## SUPPLIED DATA
++++++

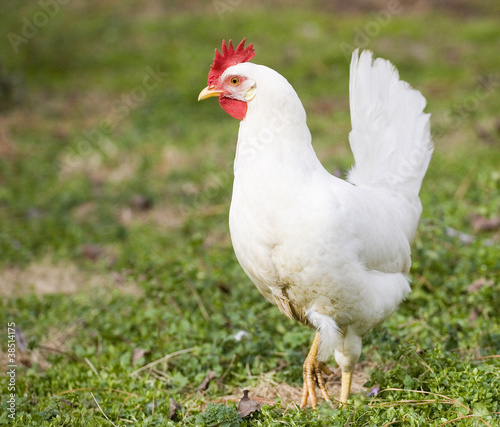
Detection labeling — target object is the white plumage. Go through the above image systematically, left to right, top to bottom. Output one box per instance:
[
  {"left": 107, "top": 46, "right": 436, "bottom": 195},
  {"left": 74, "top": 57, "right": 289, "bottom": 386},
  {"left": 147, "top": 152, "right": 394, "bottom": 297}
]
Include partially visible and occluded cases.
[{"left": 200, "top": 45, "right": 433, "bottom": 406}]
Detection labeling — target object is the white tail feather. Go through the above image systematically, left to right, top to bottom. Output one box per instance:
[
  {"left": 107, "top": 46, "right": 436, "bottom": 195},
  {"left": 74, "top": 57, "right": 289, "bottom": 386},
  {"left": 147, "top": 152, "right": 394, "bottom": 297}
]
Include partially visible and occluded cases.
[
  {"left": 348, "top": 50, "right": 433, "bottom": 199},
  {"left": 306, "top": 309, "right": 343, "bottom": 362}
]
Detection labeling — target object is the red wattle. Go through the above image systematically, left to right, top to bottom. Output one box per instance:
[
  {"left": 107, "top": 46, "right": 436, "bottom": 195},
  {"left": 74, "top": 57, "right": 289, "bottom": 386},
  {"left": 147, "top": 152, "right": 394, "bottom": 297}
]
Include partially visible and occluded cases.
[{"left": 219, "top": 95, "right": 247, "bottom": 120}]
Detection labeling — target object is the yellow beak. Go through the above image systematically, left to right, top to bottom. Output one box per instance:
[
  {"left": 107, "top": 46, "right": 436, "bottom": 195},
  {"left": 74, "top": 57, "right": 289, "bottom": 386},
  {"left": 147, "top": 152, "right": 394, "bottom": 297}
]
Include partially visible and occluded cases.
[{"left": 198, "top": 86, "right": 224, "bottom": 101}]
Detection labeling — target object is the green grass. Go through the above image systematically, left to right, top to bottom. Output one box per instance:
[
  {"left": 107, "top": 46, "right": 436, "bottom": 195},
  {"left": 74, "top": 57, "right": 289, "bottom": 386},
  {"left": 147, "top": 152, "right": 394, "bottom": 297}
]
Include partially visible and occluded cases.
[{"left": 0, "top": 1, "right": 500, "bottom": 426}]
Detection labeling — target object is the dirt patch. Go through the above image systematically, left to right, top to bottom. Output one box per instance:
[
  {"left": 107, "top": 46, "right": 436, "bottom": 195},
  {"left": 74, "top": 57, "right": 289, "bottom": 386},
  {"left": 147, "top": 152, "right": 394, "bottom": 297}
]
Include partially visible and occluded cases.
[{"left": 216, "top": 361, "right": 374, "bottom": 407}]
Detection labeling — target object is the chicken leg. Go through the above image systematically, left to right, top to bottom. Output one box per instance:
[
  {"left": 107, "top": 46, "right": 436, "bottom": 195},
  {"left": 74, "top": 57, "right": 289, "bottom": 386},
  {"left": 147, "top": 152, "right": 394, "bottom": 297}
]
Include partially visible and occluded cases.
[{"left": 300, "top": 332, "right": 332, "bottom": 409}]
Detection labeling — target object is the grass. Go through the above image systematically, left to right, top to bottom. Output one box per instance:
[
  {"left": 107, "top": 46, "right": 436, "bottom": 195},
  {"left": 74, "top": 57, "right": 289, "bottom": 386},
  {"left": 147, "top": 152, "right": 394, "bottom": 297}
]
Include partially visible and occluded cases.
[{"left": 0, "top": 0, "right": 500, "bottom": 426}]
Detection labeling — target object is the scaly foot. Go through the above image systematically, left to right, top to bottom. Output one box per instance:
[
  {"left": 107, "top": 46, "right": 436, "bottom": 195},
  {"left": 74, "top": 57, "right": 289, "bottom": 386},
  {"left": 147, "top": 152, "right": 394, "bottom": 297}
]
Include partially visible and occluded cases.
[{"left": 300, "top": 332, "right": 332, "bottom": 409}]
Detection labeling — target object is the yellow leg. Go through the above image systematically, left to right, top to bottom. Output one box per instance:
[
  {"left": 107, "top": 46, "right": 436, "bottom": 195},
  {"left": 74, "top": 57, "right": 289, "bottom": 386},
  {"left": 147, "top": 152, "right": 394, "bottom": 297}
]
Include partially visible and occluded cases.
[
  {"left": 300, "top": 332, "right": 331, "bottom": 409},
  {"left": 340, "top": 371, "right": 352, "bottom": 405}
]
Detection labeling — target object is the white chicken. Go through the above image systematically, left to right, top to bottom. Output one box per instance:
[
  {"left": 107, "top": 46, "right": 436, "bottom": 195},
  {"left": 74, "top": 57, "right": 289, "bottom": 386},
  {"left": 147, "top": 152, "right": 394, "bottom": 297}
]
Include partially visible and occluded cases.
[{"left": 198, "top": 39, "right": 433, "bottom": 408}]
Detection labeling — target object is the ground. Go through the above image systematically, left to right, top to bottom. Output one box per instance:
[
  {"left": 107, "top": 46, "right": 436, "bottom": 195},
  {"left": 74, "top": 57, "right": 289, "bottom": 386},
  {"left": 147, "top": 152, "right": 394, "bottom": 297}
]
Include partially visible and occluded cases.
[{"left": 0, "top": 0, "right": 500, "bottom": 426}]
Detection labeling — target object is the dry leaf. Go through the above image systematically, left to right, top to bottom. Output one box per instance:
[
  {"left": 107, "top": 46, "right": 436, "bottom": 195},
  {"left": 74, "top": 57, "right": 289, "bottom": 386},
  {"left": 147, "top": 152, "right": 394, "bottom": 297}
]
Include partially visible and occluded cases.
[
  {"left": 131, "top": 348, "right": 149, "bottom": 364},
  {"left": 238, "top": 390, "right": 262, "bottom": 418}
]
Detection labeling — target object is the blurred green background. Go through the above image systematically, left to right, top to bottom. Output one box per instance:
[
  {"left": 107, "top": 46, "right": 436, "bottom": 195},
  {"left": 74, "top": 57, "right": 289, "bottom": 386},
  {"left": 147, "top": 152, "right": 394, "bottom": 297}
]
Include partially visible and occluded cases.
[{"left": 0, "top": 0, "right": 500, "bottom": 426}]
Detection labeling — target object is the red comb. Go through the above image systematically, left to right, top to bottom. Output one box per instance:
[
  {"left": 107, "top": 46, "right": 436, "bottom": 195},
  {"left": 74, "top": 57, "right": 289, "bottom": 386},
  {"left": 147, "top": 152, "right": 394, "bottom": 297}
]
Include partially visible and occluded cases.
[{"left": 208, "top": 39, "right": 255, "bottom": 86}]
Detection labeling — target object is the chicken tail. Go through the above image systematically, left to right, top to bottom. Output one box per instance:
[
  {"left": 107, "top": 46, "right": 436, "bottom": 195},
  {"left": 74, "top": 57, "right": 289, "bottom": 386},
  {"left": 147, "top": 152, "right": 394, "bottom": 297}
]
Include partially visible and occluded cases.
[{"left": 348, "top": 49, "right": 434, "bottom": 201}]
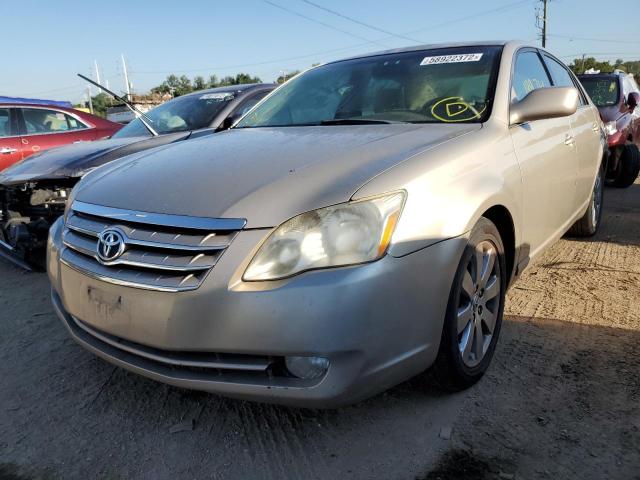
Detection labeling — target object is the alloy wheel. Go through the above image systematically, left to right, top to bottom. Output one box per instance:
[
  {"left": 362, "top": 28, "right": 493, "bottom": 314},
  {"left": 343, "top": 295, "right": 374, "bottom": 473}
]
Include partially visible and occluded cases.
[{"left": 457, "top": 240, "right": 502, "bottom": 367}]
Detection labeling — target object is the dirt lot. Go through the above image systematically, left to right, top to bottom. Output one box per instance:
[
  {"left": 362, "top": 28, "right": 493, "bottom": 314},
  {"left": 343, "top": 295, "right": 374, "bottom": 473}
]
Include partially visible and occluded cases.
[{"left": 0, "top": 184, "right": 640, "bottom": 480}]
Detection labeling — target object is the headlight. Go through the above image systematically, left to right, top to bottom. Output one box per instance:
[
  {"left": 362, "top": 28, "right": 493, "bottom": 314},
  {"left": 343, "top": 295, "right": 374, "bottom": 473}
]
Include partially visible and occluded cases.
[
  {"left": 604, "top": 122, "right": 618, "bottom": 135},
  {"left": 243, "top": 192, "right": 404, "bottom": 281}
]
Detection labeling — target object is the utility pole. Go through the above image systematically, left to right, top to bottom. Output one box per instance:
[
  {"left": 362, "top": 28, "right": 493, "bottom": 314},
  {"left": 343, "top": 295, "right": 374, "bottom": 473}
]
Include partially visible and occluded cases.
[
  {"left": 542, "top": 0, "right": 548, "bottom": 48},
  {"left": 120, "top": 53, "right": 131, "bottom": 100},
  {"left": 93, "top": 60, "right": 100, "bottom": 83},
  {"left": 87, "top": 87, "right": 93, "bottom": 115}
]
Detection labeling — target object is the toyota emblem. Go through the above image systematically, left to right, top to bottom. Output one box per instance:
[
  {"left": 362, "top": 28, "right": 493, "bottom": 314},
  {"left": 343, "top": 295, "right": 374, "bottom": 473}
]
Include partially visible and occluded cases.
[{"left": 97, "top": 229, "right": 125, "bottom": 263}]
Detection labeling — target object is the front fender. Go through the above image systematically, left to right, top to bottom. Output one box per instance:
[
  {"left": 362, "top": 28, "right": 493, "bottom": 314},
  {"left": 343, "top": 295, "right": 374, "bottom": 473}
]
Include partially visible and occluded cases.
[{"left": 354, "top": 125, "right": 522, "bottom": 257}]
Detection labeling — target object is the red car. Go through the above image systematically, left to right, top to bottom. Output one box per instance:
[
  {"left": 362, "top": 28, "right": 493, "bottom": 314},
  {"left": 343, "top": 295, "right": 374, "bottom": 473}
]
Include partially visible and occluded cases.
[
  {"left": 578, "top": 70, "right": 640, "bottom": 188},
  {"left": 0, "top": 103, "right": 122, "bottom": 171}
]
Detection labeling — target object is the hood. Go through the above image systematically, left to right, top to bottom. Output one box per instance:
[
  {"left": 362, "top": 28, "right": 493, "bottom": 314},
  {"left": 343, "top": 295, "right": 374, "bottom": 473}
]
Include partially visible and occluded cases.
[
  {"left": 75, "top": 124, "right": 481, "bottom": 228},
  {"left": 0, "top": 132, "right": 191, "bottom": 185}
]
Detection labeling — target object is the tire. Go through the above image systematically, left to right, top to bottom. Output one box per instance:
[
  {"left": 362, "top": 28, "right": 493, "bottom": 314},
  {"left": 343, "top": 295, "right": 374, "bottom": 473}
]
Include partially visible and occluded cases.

++++++

## PROBLEM
Show every line of the listing above that contains the word "grass". Case counts.

## COMPLETE RESPONSE
Detection labeling — target object is the green grass. Go through the above image systematically, left to right, top to bottom. Output one box per instance:
Detection labeling — target object is the grass. Go through the above image systematically, left to right, top to bottom. Output one box per instance:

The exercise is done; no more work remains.